[INFORMATION PROVIDED Boundary: Start]

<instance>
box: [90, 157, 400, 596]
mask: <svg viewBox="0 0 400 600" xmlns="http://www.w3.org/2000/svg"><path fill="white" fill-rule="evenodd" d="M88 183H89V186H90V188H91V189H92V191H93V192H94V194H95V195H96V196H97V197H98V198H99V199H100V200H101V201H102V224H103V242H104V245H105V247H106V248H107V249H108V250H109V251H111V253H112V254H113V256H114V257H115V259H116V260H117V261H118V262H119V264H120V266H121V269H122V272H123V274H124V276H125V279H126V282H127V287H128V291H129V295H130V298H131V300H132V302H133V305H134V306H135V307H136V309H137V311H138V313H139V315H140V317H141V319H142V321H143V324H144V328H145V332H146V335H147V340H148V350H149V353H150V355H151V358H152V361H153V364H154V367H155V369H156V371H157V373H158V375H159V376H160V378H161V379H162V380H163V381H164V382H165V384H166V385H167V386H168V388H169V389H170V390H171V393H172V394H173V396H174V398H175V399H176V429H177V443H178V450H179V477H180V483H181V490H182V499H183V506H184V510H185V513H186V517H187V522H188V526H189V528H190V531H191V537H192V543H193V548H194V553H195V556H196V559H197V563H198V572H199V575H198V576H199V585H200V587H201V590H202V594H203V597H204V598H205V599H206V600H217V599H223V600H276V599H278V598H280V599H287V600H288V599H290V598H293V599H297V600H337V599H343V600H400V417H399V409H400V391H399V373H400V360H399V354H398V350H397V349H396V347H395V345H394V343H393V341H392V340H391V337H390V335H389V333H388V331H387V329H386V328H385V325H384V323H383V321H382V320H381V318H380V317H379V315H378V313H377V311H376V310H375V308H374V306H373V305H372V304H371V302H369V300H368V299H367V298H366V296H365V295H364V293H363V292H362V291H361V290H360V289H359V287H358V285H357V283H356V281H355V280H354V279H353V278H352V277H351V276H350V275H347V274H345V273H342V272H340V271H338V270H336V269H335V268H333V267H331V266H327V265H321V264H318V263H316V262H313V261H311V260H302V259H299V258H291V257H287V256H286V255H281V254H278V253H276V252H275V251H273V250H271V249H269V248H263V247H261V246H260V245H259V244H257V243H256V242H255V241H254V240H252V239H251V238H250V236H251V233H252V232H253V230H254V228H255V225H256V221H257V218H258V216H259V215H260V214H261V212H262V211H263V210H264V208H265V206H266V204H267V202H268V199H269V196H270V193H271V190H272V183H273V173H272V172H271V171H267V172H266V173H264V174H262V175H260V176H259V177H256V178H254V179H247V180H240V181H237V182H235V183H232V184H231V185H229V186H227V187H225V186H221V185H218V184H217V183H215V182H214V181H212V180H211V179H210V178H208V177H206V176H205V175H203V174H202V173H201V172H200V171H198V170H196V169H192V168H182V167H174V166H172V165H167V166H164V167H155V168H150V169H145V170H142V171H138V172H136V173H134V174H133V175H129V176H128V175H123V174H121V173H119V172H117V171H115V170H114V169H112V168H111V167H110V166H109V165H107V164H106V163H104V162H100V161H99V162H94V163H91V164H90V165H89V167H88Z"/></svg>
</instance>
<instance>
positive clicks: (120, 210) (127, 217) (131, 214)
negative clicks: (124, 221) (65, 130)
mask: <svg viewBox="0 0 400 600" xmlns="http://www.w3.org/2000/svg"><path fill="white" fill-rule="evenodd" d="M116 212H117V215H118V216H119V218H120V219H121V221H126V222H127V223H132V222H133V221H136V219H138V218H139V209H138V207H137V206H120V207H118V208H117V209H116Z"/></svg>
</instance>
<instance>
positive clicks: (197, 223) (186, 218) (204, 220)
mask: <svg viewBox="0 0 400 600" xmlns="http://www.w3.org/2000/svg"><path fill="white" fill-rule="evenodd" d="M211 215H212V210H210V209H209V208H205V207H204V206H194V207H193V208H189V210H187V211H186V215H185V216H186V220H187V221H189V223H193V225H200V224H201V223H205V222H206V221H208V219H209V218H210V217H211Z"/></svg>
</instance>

[INFORMATION PROVIDED Boundary: End]

_WHAT YOU SHOULD DO_
Keep the wording exact. Give all of the records again.

_RESPONSE TO THIS TASK_
<instance>
box: [90, 157, 400, 596]
mask: <svg viewBox="0 0 400 600" xmlns="http://www.w3.org/2000/svg"><path fill="white" fill-rule="evenodd" d="M88 183H89V186H90V188H91V189H92V191H93V192H94V194H95V195H96V196H97V197H98V198H99V199H100V200H101V201H102V224H103V242H104V245H105V247H106V248H107V249H108V250H109V251H111V253H112V254H113V256H114V257H115V259H116V260H117V261H118V262H119V264H120V266H121V269H122V272H123V274H124V276H125V279H126V282H127V287H128V291H129V295H130V298H131V300H132V302H133V305H134V306H135V307H136V309H137V311H138V313H139V315H140V317H141V319H142V321H143V324H144V328H145V332H146V335H147V340H148V350H149V353H150V355H151V358H152V361H153V364H154V367H155V369H156V371H157V373H158V375H159V376H160V378H161V379H162V380H163V381H164V382H165V384H166V385H167V386H168V388H169V389H170V390H171V393H172V394H173V396H174V398H175V399H176V429H177V443H178V450H179V477H180V483H181V490H182V499H183V506H184V510H185V513H186V517H187V522H188V526H189V528H190V531H191V537H192V543H193V548H194V553H195V556H196V559H197V563H198V572H199V575H198V576H199V585H200V587H201V590H202V594H203V597H204V598H205V599H206V600H217V599H223V600H276V599H278V598H280V599H287V600H288V599H290V598H293V599H297V600H337V599H343V600H400V417H399V409H400V391H399V373H400V360H399V354H398V350H397V349H396V347H395V345H394V343H393V341H392V340H391V337H390V335H389V333H388V331H387V329H386V328H385V325H384V323H383V321H382V320H381V318H380V317H379V315H378V313H377V311H376V310H375V308H374V306H373V305H372V304H371V302H369V300H368V299H367V298H366V296H365V295H364V293H363V292H362V291H361V290H360V289H359V287H358V285H357V283H356V281H355V280H354V279H353V278H352V277H351V276H350V275H347V274H345V273H342V272H340V271H338V270H336V269H335V268H333V267H331V266H327V265H321V264H318V263H316V262H313V261H311V260H302V259H299V258H291V257H287V256H286V255H281V254H278V253H276V252H275V251H273V250H271V249H269V248H263V247H261V246H260V245H259V244H257V243H256V242H255V241H254V240H252V239H251V238H250V236H251V233H252V232H253V230H254V228H255V225H256V221H257V218H258V216H259V215H260V214H261V212H262V211H263V210H264V208H265V206H266V204H267V202H268V199H269V196H270V193H271V190H272V183H273V173H272V172H271V171H267V172H266V173H264V174H262V175H260V176H259V177H256V178H254V179H247V180H240V181H237V182H235V183H232V184H231V185H229V186H227V187H225V186H221V185H218V184H217V183H215V182H214V181H212V180H211V179H210V178H208V177H206V176H205V175H203V174H202V173H201V172H200V171H198V170H196V169H192V168H182V167H174V166H172V165H167V166H164V167H155V168H150V169H145V170H142V171H138V172H136V173H134V174H133V175H129V176H128V175H123V174H121V173H119V172H117V171H115V170H114V169H112V168H111V167H110V166H109V165H107V164H106V163H104V162H100V161H99V162H94V163H91V164H90V165H89V167H88Z"/></svg>
</instance>
<instance>
positive clicks: (120, 210) (127, 217) (131, 214)
negative clicks: (124, 221) (65, 130)
mask: <svg viewBox="0 0 400 600" xmlns="http://www.w3.org/2000/svg"><path fill="white" fill-rule="evenodd" d="M116 212H117V215H118V216H119V218H120V219H121V221H126V222H127V223H132V222H133V221H136V219H138V218H139V209H138V207H137V206H120V207H118V208H117V209H116Z"/></svg>
</instance>
<instance>
positive clicks: (197, 223) (186, 218) (204, 220)
mask: <svg viewBox="0 0 400 600" xmlns="http://www.w3.org/2000/svg"><path fill="white" fill-rule="evenodd" d="M211 215H212V210H210V209H209V208H205V207H204V206H194V207H193V208H189V210H187V211H186V215H185V216H186V220H187V221H189V223H193V225H200V224H201V223H205V222H206V221H208V219H209V218H210V217H211Z"/></svg>
</instance>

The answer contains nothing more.